● **WRITTEN TASK**: Copy out every line of the records below word for word, leaving out the pictures.
------------
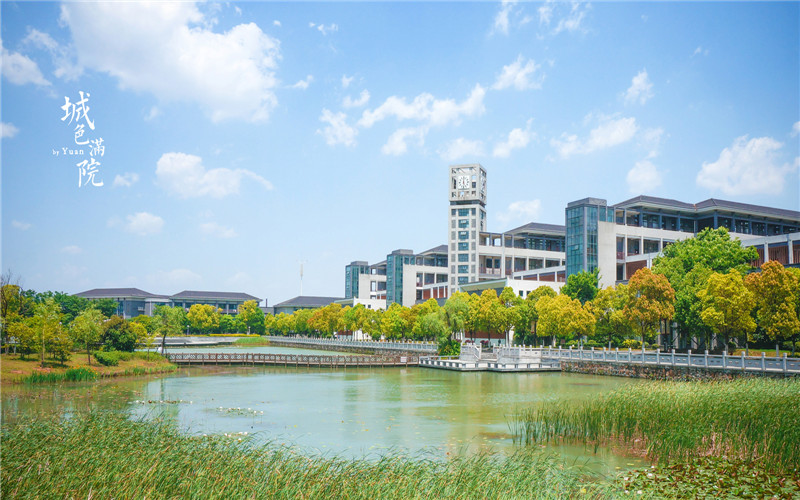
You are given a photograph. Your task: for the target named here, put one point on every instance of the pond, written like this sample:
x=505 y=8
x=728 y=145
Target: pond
x=352 y=412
------------
● **THE COMPLETED TASK**:
You are given a photograph. Your task: for the target named here, put one point on every instance of the pond, written like this sample:
x=505 y=8
x=728 y=145
Target: pond
x=352 y=412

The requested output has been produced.